SUPPLIED PASSAGE
......
206.As we noted in Chapter 3, we do not share the UK Government’s optimism that the devolution settlements being discussed and implemented at present will provide a stable, long-term territorial settlement. It seems likely that in the longer term there will be pressure for further changes to the devolution settlements.269
207.Sir Kenneth Calman, who chaired the Commission on Scottish Devolution, told us that the continuing devolution of powers has, instead of satisfying demand, generated further demand. He added that “it will not stop; it will continue”.270 Scottish Government Minister Fiona Hyslop MSP was clear that the Scottish Government continued to advocate full fiscal autonomy, but that in the meantime it would “negotiate within the boundaries of what the UK Government are prepared to discuss with us”.271
208.While the UK Government has published a draft Wales Bill for consultation,272 we note that it does not propose devolving all the powers recommended by the Commission on Devolution in Wales. The Commission’s chairman Sir Paul Silk felt that this was simply delaying their implementation till a later date. He noted that “there will always be those who say, ‘Look, there’s that gap, which you should be filling’.”273 Moreover, if further powers were to be devolved to Scotland then it is likely that there would be calls for them to be offered to Wales as well.274 Although the Northern Ireland Assembly already has a large range of powers it is possible, following the devolution of Corporation Tax, that there may be calls for other powers to be devolved there. Within England, there is an on-going process of decentralisation and administrative devolution with no clear end point, or indeed final structure, in sight.275
209.We do not advocate any particular devolution of powers, but we have considered how to ensure that any further discussions about devolution take into account not only the interests of the devolved nations concerned but also the needs of the Union as a whole. Any further changes that do occur should not take place in the ad hoc and piecemeal manner that has characterised devolution since the 1990s.
......
DATA RECORDS
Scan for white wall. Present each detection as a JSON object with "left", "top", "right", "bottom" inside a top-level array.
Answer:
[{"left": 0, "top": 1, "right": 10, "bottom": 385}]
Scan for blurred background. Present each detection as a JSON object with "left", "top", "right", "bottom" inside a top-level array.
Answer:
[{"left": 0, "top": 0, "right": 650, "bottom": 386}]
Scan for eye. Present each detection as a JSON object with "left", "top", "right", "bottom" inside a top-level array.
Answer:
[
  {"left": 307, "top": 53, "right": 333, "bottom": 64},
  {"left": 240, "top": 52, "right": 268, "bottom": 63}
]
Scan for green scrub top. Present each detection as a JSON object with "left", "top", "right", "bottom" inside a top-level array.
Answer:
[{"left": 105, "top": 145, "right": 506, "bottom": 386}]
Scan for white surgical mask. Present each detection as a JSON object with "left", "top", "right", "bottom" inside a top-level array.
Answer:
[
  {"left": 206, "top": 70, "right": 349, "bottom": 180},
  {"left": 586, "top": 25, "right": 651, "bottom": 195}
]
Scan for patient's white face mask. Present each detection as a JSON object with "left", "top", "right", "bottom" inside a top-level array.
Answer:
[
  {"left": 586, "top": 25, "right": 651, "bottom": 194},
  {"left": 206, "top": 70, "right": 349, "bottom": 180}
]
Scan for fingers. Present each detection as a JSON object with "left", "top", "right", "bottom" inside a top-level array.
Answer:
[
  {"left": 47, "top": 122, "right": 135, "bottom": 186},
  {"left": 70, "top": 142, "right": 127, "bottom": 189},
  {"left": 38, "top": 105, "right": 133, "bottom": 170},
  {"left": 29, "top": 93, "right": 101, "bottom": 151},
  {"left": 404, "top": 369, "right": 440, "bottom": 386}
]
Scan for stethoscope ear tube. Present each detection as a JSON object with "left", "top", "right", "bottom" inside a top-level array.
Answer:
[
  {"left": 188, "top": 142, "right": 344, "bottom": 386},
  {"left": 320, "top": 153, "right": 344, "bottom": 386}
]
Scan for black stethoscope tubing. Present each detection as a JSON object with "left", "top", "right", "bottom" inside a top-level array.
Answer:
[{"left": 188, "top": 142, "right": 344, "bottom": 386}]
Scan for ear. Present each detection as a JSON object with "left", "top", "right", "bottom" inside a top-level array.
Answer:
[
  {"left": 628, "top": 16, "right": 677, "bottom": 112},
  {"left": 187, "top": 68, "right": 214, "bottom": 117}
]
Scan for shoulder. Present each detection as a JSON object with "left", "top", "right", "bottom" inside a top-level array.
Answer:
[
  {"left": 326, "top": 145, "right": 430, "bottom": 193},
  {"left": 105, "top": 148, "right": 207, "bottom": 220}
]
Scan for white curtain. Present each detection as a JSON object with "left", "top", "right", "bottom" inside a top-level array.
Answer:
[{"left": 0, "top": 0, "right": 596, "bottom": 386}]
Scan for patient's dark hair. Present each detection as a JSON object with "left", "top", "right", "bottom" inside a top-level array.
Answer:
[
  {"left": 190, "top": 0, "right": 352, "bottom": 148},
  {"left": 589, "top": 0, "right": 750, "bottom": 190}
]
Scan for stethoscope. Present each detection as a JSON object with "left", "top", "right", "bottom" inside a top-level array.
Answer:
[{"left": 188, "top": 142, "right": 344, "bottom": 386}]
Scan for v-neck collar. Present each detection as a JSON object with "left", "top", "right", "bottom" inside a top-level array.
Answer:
......
EXERCISES TO COMPLETE
**A.** In the devolution passage, who chaired the Commission on Scottish Devolution?
**B.** List every line of the rows that contains the string "stethoscope". Case counts.

EXPECTED RESPONSES
**A.** Sir Kenneth Calman chaired the Commission on Scottish Devolution.

**B.**
Scan for stethoscope ear tube. Present each detection as a JSON object with "left", "top", "right", "bottom" inside a top-level array.
Scan for black stethoscope tubing. Present each detection as a JSON object with "left", "top", "right", "bottom" inside a top-level array.
Scan for stethoscope. Present each detection as a JSON object with "left", "top", "right", "bottom" inside a top-level array.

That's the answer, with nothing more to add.